Task objective – Using the passage on Malik and universal values, explain why Marx could call some values quintessentially human while denying any constant human nature. Answer in one to three sentences.

Document extract –

[Begin]

If you strip away religion and metaphysics and think of the human species in strictly naturalistic terms, you will see that “humanity” – the universal subject, together with Marx, that Malik inherits from monotheism – is a figment of the imagination. “Science cannot determine values,” Malik writes, “because one cannot determine what is right and wrong without already having constructed a moral framework within which to evaluate the data.” True enough; but if you cannot call on any conception of humanity from an area of knowledge outside science, what reason could there be for thinking that one and only one system of values is peculiarly human? Or for thinking of history as a process in which these values are gradually unfolding?

Marx was able to assert that some values were quintessentially human, even as he denied that there was any constant human nature, because he believed history had an internal logic that was somehow inherently good. Without that comforting conviction – which Marx borrowed illicitly from religion – Malik’s universal values are left hanging in empty space. Once you have really given up monotheism, you have to say goodbye to the idea that human values can be universal or objective in the sense that rationalists such as Malik want to believe. You are left with the existing human animal, with its many different histories and perpetually warring moralities.

[End]

Data lines –
[Begin]

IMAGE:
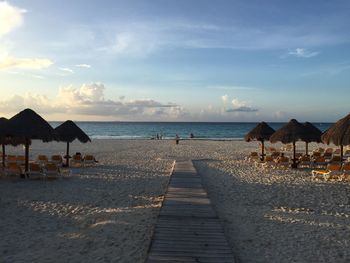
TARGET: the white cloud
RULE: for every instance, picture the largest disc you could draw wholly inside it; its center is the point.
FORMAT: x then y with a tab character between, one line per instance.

[End]

Response – Marx believed that history had an internal logic that was somehow inherently good. That conviction let him treat certain values as quintessentially human without relying on a fixed human nature. According to the passage, he borrowed this belief illicitly from religion.